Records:
★ ★ ★ ★ ★

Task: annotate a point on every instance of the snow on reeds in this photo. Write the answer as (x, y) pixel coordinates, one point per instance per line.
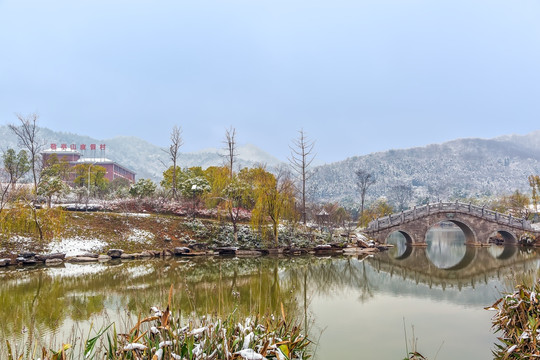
(518, 319)
(161, 336)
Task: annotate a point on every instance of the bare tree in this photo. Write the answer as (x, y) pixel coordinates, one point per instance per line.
(402, 194)
(233, 192)
(27, 134)
(230, 149)
(364, 180)
(301, 158)
(173, 152)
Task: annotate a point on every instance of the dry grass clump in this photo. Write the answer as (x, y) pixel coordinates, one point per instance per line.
(162, 336)
(518, 318)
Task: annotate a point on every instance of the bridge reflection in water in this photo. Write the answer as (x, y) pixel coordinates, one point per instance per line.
(447, 261)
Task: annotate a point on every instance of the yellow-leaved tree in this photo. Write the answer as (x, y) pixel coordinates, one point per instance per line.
(273, 201)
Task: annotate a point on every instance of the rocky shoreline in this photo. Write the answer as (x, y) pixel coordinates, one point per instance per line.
(196, 250)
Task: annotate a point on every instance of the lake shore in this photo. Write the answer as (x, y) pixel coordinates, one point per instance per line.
(104, 236)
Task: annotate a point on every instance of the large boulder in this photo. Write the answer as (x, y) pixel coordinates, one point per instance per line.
(230, 250)
(57, 256)
(115, 253)
(5, 262)
(53, 262)
(178, 251)
(27, 254)
(82, 259)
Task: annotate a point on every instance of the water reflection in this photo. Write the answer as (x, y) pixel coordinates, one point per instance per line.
(324, 293)
(445, 245)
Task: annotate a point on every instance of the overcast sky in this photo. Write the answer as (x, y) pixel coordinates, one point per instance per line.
(358, 76)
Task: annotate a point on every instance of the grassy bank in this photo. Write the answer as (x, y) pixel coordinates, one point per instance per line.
(164, 335)
(135, 232)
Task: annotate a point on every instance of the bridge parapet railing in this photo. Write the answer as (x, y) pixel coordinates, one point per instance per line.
(425, 210)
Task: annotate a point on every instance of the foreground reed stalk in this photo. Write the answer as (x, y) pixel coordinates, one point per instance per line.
(518, 319)
(163, 336)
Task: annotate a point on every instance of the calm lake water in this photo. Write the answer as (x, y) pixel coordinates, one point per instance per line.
(354, 307)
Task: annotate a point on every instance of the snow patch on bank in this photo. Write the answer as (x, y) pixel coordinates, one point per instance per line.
(141, 270)
(140, 236)
(21, 240)
(74, 270)
(76, 246)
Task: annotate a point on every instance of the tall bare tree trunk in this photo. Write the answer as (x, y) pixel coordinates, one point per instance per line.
(27, 134)
(301, 158)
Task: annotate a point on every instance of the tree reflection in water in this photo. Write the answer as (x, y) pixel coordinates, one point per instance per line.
(47, 301)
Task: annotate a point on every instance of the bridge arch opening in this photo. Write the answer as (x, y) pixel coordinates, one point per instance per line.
(503, 237)
(446, 245)
(503, 252)
(402, 242)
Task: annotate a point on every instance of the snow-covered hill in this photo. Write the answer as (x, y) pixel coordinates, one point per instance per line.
(455, 169)
(146, 159)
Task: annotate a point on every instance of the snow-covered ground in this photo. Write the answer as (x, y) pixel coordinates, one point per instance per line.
(140, 236)
(74, 270)
(75, 246)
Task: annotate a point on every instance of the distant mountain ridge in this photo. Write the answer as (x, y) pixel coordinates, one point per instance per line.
(146, 159)
(454, 169)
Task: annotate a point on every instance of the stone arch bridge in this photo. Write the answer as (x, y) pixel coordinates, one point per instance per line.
(477, 223)
(476, 266)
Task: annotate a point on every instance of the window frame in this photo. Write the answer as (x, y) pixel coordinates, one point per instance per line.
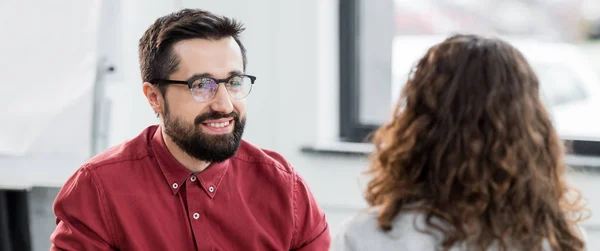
(351, 129)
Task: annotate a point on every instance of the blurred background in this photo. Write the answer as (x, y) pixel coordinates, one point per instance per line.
(329, 72)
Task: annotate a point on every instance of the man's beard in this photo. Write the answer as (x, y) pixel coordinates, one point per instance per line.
(203, 146)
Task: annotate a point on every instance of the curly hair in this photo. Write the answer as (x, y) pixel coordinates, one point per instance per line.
(471, 143)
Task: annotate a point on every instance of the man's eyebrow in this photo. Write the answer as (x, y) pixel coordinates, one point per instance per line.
(206, 74)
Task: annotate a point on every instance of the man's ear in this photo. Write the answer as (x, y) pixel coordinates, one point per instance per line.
(154, 97)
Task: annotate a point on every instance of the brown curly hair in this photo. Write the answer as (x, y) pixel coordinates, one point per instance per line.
(471, 143)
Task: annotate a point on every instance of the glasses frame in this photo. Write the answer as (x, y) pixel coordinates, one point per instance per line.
(190, 82)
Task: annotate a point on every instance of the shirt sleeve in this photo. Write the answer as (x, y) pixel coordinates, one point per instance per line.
(82, 222)
(311, 231)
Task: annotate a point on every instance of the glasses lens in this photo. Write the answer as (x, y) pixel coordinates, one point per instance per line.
(203, 89)
(239, 87)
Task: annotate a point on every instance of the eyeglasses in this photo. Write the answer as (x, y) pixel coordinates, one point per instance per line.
(205, 88)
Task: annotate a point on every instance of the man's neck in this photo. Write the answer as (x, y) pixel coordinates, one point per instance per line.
(183, 158)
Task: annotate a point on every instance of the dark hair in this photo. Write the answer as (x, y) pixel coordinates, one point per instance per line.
(471, 143)
(157, 60)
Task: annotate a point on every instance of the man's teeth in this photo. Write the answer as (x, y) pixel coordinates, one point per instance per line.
(218, 125)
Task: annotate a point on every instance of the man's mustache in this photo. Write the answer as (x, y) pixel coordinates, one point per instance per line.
(215, 115)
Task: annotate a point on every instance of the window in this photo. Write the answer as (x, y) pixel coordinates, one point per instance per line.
(380, 41)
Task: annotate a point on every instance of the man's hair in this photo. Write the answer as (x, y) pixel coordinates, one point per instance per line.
(472, 144)
(156, 56)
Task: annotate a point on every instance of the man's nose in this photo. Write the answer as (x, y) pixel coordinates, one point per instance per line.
(222, 101)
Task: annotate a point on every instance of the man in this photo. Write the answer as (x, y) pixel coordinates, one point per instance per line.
(191, 182)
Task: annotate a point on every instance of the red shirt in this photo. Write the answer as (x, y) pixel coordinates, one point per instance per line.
(136, 196)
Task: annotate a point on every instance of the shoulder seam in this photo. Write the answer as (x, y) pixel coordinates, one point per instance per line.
(93, 166)
(274, 163)
(104, 207)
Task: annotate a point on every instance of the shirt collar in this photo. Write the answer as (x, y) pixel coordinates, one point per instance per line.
(176, 175)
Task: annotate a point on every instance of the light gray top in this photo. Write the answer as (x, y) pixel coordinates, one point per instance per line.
(361, 233)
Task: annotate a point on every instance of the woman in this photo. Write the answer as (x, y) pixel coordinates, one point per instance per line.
(469, 160)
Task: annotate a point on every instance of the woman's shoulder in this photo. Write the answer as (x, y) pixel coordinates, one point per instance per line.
(361, 232)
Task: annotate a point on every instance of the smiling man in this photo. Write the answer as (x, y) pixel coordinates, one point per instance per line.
(191, 182)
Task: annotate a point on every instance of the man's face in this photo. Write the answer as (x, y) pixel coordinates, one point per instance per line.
(210, 131)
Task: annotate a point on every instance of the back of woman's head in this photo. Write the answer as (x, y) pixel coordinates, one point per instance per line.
(471, 143)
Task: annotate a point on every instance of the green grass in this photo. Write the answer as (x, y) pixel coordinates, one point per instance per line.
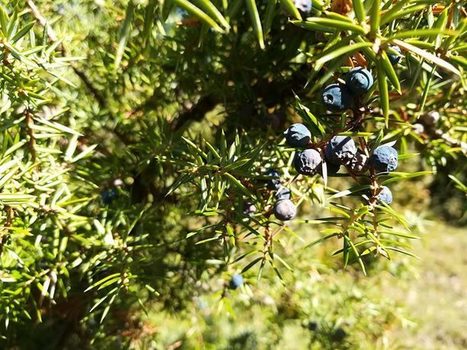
(436, 300)
(404, 304)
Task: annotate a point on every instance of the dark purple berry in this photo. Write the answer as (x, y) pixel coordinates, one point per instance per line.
(274, 182)
(336, 98)
(384, 159)
(283, 193)
(393, 57)
(359, 81)
(285, 210)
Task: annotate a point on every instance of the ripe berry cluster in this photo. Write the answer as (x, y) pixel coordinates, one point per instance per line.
(326, 158)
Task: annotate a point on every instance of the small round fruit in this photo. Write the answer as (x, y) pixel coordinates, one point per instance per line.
(358, 162)
(285, 210)
(249, 209)
(359, 81)
(283, 193)
(336, 98)
(274, 183)
(236, 281)
(395, 58)
(385, 195)
(307, 162)
(340, 149)
(297, 135)
(384, 159)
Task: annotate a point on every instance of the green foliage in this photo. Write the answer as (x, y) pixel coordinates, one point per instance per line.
(176, 109)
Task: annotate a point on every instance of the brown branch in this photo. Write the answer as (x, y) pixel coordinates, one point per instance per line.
(29, 129)
(6, 226)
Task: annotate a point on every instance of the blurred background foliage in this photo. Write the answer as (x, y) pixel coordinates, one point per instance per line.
(133, 133)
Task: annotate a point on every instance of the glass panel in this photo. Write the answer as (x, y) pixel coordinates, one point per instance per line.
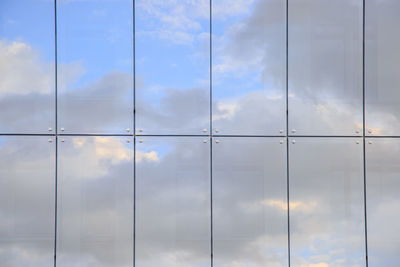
(95, 201)
(326, 202)
(95, 66)
(325, 67)
(250, 202)
(383, 202)
(27, 66)
(249, 67)
(173, 202)
(382, 59)
(172, 66)
(27, 199)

★ ★ ★ ★ ★

### Set task
Write out exactly the lines beginning with the line that holds "Task: annotate a point on every instance of the green foliage" and ending with the final line of the data, both ends included, without the pictures.

### Reply to the task
Task: annotate a point on every instance of the green foliage in this photo. Write the answer as (x, y) pixel coordinates, one point per instance per line.
(176, 109)
Task: annotate a point on every instance of the brown branch in this photo. Write the answer as (x, y) pixel coordinates, one point per instance per line.
(29, 129)
(6, 226)
Task: annotate a point on every instance of the blurred background foliage in this photo. Write the answer as (x, y) pixel coordinates, one point per instance per line.
(133, 133)
Task: annotate a point on every instance of the glass panel in this photo. Write the answer as (x, y) pixel coordinates, one point per instance per line.
(95, 201)
(326, 202)
(95, 66)
(325, 67)
(250, 202)
(383, 202)
(27, 66)
(249, 67)
(173, 202)
(382, 59)
(172, 66)
(27, 199)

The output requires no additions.